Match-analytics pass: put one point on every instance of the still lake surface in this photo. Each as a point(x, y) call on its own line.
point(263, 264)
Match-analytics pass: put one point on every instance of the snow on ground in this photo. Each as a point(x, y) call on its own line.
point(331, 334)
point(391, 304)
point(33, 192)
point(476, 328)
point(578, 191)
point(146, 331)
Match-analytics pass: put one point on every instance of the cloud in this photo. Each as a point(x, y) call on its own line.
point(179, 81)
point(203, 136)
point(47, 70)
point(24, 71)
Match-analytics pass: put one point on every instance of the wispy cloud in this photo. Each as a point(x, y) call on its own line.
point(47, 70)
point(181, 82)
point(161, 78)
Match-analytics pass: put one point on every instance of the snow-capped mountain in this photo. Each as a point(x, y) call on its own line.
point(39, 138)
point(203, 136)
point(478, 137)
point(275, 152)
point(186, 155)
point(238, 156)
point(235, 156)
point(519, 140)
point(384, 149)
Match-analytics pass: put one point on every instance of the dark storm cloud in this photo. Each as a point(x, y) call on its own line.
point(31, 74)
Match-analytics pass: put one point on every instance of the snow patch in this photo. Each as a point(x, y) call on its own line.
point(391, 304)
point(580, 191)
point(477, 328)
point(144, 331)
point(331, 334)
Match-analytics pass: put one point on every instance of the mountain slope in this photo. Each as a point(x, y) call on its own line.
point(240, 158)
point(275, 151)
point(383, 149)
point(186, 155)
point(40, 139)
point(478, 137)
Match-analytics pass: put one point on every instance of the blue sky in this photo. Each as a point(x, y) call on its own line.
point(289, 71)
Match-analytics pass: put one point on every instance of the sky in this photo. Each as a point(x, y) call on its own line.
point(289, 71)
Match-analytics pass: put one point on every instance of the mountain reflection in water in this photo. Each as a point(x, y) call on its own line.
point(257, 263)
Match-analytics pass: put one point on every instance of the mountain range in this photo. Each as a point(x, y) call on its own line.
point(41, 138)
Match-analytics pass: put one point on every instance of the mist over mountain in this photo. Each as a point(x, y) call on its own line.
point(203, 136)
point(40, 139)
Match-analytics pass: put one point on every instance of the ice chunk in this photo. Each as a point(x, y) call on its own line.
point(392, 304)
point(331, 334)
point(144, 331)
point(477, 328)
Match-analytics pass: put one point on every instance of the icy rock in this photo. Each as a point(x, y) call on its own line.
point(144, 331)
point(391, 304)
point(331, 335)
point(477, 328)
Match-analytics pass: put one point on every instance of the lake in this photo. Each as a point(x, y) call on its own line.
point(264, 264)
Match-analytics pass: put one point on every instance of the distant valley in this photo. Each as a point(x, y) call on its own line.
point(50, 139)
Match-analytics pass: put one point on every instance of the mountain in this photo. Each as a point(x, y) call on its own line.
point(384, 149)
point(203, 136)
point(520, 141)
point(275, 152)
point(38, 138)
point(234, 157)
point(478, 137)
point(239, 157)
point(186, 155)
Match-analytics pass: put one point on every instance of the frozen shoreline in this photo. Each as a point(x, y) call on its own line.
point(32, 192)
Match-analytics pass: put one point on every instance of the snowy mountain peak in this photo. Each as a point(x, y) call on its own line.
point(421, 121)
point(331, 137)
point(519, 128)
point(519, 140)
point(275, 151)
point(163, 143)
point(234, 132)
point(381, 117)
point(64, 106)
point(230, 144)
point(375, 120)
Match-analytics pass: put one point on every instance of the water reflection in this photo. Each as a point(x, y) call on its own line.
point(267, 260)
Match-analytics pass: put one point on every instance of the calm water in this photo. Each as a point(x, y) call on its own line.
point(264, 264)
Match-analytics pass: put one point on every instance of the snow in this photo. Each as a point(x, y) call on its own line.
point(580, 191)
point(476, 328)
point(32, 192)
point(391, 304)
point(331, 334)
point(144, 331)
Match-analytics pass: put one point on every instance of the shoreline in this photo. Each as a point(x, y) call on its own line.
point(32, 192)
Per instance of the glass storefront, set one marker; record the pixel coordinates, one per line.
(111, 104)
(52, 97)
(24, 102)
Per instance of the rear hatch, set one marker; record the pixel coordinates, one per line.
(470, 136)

+ + + + + + +

### Task goal
Reproduce every line above, keeping each word exactly as it appears.

### Expected answer
Match-analytics pass: put one point on every instance of the still lake surface in this photo. Each as a point(x, y) call on its own line.
point(263, 264)
Match-analytics pass: put one point on every instance of the snow on ground in this photo. Each as a point(x, y) call on its own line.
point(331, 334)
point(391, 304)
point(33, 192)
point(476, 328)
point(578, 191)
point(146, 331)
Match-analytics pass: put one point on every instance of the cloud in this photo. Each as a point(x, y) call on its own line.
point(179, 81)
point(203, 136)
point(47, 70)
point(24, 71)
Match-analytics pass: put one point on every instance of the wispy cloud in this photo. Each as a point(x, y) call on its own line.
point(47, 70)
point(181, 82)
point(161, 78)
Match-analytics pass: put one point on every instance of the snow-capped mountain in this photo. Each as a point(x, y) call on its own line.
point(39, 138)
point(203, 136)
point(478, 137)
point(275, 152)
point(186, 155)
point(238, 156)
point(235, 156)
point(519, 140)
point(384, 149)
Match-analytics pass: put one point on every instance of the dark storm cloud in this photo. Each as a point(x, y) call on its own line.
point(31, 74)
Match-analytics pass: put one point on every instance of the snow patch in this photo. Each as a point(x, y) call on its own line.
point(391, 304)
point(580, 191)
point(477, 328)
point(144, 331)
point(331, 334)
Match-analytics pass: put one point on every instance of the mountain slope in this photo. Each as a point(x, y) call on its own line.
point(240, 158)
point(275, 151)
point(383, 149)
point(186, 155)
point(40, 139)
point(478, 137)
Match-analytics pass: put one point on every instance of the blue sky in this photo. Each as a point(x, y) call on its own line.
point(289, 71)
Match-analytics pass: put one point on every instance of the sky in this photo. Each as a point(x, y) call on its own line.
point(289, 71)
Match-analytics pass: put one point on every instance of the mountain reflection in water in this photo. Each as a point(x, y) call on its own line.
point(257, 263)
Match-analytics pass: put one point on every instance of the mountain range in this photo. Each as a point(x, y) call on its own line.
point(41, 138)
Match-analytics pass: put one point on every instance of the mist over mountain in this photo. Each as a point(x, y) call on its own line.
point(203, 136)
point(40, 139)
Match-analytics pass: put one point on every instance of the ice chunk in this photo. Each as a point(x, y) call on its own line.
point(392, 304)
point(331, 334)
point(144, 331)
point(477, 328)
Match-analytics pass: put one point on every instance of the icy rock in this photo. Each as a point(x, y) call on its own line.
point(144, 331)
point(391, 304)
point(331, 335)
point(477, 328)
Match-analytics pass: put one point on every instance of the lake in this photo. Each as a point(x, y) call on its own line.
point(264, 264)
Match-analytics pass: put one point on every instance of the distant valley in this photo. Each as a point(x, y) call on its own line.
point(50, 139)
Match-analytics pass: put one point on every instance of the mountain in this photo. Each as a point(x, y) call on its own line.
point(384, 149)
point(203, 136)
point(520, 141)
point(275, 152)
point(38, 138)
point(234, 157)
point(478, 137)
point(239, 157)
point(186, 155)
Match-analytics pass: put one point on every instance of the frozen shoreline in this photo. Each as a point(x, y) call on its own line.
point(32, 192)
Match-analytics pass: put one point on every instance of the snowy mountain peak in this photo. Each as a point(x, y) call on its own line.
point(421, 121)
point(331, 137)
point(519, 128)
point(519, 140)
point(275, 151)
point(163, 143)
point(234, 132)
point(381, 117)
point(64, 106)
point(230, 144)
point(375, 120)
Match-analytics pass: put one point on every instance of the water reflection in this photo. Each as a point(x, y) call on its own line.
point(267, 260)
Match-analytics pass: put one point on every instance of the calm water in this photo. Each as a point(x, y) call on its own line.
point(264, 264)
Match-analytics pass: put one point on every instance of the snow in this photo. Each as a point(x, y) call on its own line.
point(580, 191)
point(476, 328)
point(32, 192)
point(391, 304)
point(331, 334)
point(144, 331)
Match-analytics pass: put one point on every instance of the shoreline in this photo. Each as a point(x, y) call on its own line.
point(32, 192)
Per instance of the glass storefront, set one marker; record the pixel coordinates, one per line.
(111, 104)
(52, 97)
(24, 102)
Per instance of the rear hatch, set one marker; record the pixel coordinates, one per line.
(470, 136)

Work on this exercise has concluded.